Start of Extracted information

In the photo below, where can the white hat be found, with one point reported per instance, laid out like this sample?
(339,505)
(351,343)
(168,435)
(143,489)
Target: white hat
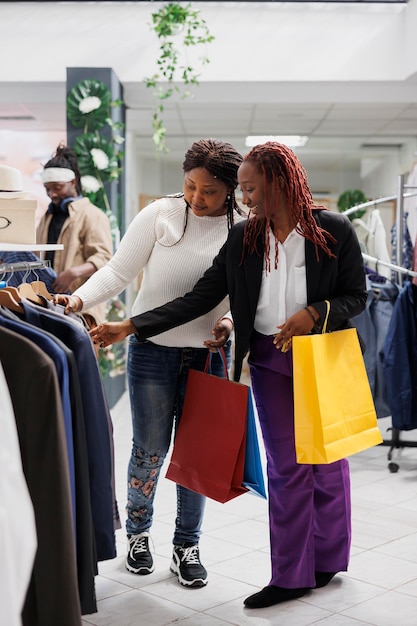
(11,185)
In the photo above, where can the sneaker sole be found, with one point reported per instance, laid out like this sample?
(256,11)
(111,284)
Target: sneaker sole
(197,583)
(141,571)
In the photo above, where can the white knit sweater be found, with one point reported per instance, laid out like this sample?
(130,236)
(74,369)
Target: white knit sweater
(171,266)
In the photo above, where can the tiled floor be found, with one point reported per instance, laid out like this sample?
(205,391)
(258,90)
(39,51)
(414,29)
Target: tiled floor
(379,589)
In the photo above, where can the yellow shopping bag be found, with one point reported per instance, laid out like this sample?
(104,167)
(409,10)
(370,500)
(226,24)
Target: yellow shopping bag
(334,412)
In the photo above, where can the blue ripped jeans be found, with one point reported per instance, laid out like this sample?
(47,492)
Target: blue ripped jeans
(157,377)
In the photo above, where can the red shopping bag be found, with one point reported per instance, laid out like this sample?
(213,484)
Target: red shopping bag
(209,448)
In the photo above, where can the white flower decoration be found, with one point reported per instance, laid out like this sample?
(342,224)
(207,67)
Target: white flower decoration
(100,158)
(90,184)
(89,104)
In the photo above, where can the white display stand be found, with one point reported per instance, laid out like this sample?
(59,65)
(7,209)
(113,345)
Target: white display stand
(27,247)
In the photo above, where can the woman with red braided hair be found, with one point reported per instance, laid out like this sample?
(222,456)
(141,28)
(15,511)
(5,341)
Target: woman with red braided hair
(278,268)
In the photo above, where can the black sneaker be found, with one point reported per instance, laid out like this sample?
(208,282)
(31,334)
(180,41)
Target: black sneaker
(139,558)
(187,566)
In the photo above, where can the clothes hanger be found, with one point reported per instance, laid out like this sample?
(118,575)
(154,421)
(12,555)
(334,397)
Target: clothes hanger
(39,287)
(10,299)
(26,290)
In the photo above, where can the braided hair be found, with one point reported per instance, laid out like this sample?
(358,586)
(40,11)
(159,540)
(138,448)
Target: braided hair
(283,173)
(65,157)
(222,161)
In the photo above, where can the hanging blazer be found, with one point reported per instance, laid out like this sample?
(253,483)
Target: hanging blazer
(340,279)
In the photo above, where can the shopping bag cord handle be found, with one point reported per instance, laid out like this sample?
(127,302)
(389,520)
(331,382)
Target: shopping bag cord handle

End of Extracted information

Exercise requirements :: Swap "laid out" for "formatted" throughout all the records, keeping everything else unchanged and leaving the pictures out.

Written reply ::
In the photo below, where can the white hat be found, with one point reported per instance, formatted like this sample?
(339,505)
(351,343)
(168,435)
(143,489)
Target: white hat
(11,185)
In the photo above, where can the sneaker sole be found, with one point reported per instance, formatted like this sample?
(256,11)
(111,284)
Target: sneaker sole
(197,583)
(141,571)
In the photo above, where can the white knit sweater be found, with one point reported per instance, formatted like this sample?
(130,236)
(74,369)
Target: white knit sweater
(171,266)
In the photo above, where can the tiled floor be found, with one point reported per instance, formatted like this sample?
(205,391)
(258,90)
(39,51)
(414,29)
Target: tiled floor
(379,589)
In the photo above, where can the yellow shopping bag be found, with one point reported per instance, formatted like this sample?
(104,167)
(409,10)
(370,500)
(226,24)
Target: yellow shopping bag
(334,412)
In the photo above, where can the blue ripped jeans be found, with one point reported per instance, formatted like this sample?
(47,492)
Target: blue ripped jeans
(157,377)
In the photo above, where can the red shopping bag be found, with one point reported per instance, formatted like this sample?
(213,484)
Target: red shopping bag
(209,448)
In the photo above, where can the white flower decoration be found, with one point reported per instance, formatted like this sample?
(342,224)
(207,67)
Target: white flower decoration
(100,158)
(90,184)
(89,104)
In the photo above, where can the white display stand be found, with one point reported per instance, formatted like this sample?
(59,65)
(7,209)
(113,345)
Target: white display stand
(27,247)
In the photo above, where can the woman with red braided hair be found, with one point reported per instance, formatted like this sample?
(222,456)
(141,28)
(15,511)
(5,341)
Target: woman with red braided hair
(278,268)
In the photo above, where can the black sneaker be found, with one point reported per instance, formatted like this sample?
(208,282)
(31,334)
(180,41)
Target: black sneaker
(139,558)
(187,566)
In the photo above, where can the clothes hanger be found, with one point reported per instance, formatted like this sample?
(118,575)
(154,421)
(12,555)
(334,397)
Target: clothes hanger
(39,287)
(10,299)
(26,290)
In the photo above, where can the braided hair be found, with one point reported per instance, formatted like this sample?
(358,586)
(40,11)
(159,540)
(138,448)
Target: braided hair
(283,173)
(65,157)
(222,161)
In the photo above, where can the hanging blazer be found, with one point reported per instance, formatted like this sample?
(253,483)
Target: hanging blazer
(340,279)
In the photo above, where can the shopping bag cord handle be found, with one point reported per instance, formatted like this sample?
(127,302)
(389,520)
(331,382)
Target: shopping bag cord handle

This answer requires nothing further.